What is being asked => Aside from the pictures, the entries should be given again exactly.

(Stored entries)

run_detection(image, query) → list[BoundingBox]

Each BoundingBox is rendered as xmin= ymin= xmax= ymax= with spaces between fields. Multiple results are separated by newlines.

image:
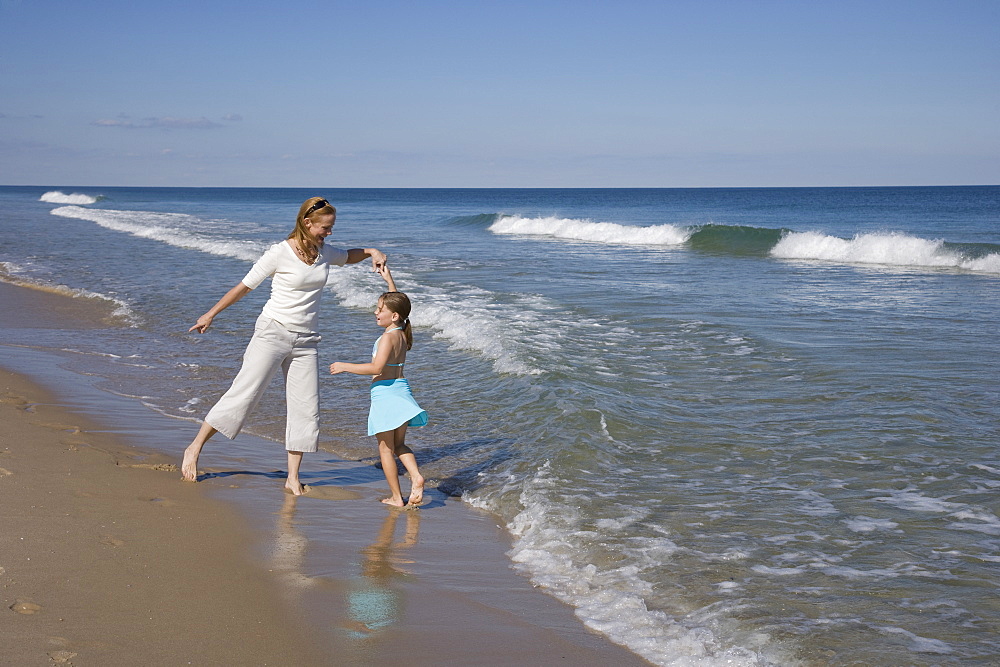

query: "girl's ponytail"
xmin=401 ymin=317 xmax=413 ymax=351
xmin=380 ymin=291 xmax=413 ymax=351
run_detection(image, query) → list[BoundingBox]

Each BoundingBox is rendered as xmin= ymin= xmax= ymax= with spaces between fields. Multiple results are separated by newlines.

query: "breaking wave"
xmin=771 ymin=232 xmax=1000 ymax=274
xmin=488 ymin=215 xmax=691 ymax=246
xmin=40 ymin=191 xmax=101 ymax=205
xmin=484 ymin=214 xmax=1000 ymax=274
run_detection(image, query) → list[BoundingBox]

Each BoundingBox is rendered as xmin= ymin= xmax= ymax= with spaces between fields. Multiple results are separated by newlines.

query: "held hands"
xmin=369 ymin=249 xmax=387 ymax=272
xmin=376 ymin=263 xmax=397 ymax=291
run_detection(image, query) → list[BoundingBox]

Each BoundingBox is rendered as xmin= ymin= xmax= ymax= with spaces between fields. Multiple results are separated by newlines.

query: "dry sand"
xmin=1 ymin=278 xmax=648 ymax=666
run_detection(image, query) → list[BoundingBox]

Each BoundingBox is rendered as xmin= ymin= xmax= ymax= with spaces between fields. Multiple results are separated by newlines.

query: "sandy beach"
xmin=1 ymin=279 xmax=646 ymax=666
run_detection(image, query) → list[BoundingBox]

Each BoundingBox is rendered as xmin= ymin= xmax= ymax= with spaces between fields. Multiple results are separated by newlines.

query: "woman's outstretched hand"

Result of the exercise =>
run_detection(image, query) → list[BoundingBox]

Each BoundingBox is rendered as xmin= ymin= xmax= ymax= with spaces between fields. Multiple results are separated by newlines.

image:

query: "girl's ponytail"
xmin=401 ymin=317 xmax=413 ymax=351
xmin=380 ymin=291 xmax=413 ymax=351
run_detection(image, query) → list[BoundingBox]

Each BoundingBox is rendered as xmin= ymin= xmax= ymax= with spaces between fields. Multiple results are separated by newlines.

query: "breaking wave"
xmin=771 ymin=232 xmax=1000 ymax=274
xmin=488 ymin=215 xmax=691 ymax=246
xmin=40 ymin=191 xmax=101 ymax=205
xmin=484 ymin=214 xmax=1000 ymax=274
run_detection(image, query) → list[BoundingBox]

Each BoundingBox is rendered as xmin= ymin= xmax= ymax= with spaces between fields. Multiple results are separated by newlines.

query: "held hands"
xmin=369 ymin=249 xmax=387 ymax=272
xmin=376 ymin=263 xmax=397 ymax=291
run_detection(image, query) → list[BoundingBox]

Each BoundingBox is rendered as xmin= ymin= xmax= ymax= with spaces between fields. Multiple results are separated by newlines.

query: "dry sand"
xmin=1 ymin=278 xmax=648 ymax=666
run_detection(image, query) → list[BoundingBox]

Each BoundingBox is rendered as xmin= ymin= xmax= ymax= with spaces between fields. Multiple results are separated by newlines.

query: "sandy beach"
xmin=1 ymin=279 xmax=646 ymax=666
run_detection(image, query) → list[BoundingBox]

Each BoundingBox is rendered as xmin= ymin= xmax= ymax= with spaces between fields. Multiple results are separated by newlines.

query: "woman's outstretched hand"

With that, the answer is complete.